Reply with exactly the lines from the one that contains "the purple mallow" through the last line of the records below, and with no other lines.

Start of Given entries

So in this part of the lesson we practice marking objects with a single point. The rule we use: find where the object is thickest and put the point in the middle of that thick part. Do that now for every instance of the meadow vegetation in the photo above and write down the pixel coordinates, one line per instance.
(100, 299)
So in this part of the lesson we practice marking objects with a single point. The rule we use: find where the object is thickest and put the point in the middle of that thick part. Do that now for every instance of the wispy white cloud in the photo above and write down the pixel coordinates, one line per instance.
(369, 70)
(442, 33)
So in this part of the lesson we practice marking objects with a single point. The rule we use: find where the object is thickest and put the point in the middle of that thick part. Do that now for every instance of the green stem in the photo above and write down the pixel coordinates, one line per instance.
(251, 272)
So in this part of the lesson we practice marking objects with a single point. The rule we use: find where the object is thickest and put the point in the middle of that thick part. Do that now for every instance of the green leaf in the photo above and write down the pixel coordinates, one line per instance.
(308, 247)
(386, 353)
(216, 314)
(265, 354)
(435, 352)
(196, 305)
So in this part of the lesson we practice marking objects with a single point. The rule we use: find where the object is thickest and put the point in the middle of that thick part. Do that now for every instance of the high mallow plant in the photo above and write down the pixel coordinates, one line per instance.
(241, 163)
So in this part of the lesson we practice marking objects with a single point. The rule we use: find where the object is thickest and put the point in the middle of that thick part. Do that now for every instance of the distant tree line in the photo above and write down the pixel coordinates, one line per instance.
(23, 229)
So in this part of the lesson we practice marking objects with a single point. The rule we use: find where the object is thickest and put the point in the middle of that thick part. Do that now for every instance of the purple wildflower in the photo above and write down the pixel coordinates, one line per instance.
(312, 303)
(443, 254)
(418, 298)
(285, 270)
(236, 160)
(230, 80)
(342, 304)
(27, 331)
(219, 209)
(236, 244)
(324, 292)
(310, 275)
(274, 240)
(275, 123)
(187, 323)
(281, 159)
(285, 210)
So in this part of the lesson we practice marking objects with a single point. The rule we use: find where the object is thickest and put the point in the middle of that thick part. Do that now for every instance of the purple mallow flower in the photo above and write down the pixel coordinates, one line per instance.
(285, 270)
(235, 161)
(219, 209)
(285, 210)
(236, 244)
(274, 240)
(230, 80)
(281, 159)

End of Given entries

» Solution to the exercise
So in this part of the lesson we practice marking objects with a single point. The rule we use: find where the object is thickest and put the point in the middle of that thick part. Do that now for every instance of the purple mallow flower in the photo above and write down the pixel coordinates, one line per instance.
(285, 270)
(235, 161)
(219, 209)
(285, 210)
(236, 244)
(274, 240)
(230, 80)
(281, 159)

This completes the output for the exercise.